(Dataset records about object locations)

** START **

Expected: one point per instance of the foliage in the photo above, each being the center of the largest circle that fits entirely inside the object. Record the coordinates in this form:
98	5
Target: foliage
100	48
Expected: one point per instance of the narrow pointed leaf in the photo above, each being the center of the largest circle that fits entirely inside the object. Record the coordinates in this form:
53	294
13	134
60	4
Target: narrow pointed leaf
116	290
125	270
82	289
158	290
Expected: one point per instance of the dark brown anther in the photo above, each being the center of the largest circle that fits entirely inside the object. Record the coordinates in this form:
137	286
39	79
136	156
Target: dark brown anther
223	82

** END **
** START **

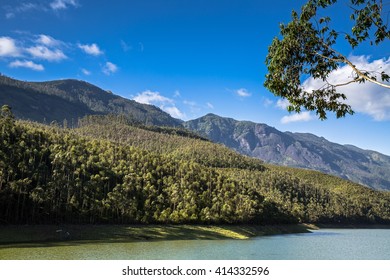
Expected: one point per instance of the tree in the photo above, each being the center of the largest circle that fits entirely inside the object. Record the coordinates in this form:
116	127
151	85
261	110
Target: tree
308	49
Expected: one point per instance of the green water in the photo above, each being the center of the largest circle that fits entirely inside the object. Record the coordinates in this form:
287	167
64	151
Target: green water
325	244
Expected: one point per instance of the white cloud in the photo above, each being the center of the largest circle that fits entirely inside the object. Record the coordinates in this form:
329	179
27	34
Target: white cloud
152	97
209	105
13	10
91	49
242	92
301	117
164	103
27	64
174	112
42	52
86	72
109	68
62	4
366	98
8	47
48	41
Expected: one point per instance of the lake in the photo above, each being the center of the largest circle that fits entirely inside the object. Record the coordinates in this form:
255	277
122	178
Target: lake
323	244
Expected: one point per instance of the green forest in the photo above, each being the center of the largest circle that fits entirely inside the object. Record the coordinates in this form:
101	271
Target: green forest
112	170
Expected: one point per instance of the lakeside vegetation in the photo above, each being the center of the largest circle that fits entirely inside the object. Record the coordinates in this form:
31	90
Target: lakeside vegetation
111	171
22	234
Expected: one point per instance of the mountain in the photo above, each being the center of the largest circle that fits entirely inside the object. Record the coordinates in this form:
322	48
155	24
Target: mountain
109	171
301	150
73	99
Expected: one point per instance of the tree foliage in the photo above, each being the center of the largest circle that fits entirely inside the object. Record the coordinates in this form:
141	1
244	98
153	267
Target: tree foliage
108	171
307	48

** END **

WHAT THIS TASK INVOLVES. Extract every line in the listing above that contains the word "vegetation".

RESPONSE TO THE TASK.
Expected: one point per instance of the lakeside vegetation in the photo above, each being the center of the largest circle that fits entirely inside the object. Record the coordinates in this form:
Target: lakeside vegetation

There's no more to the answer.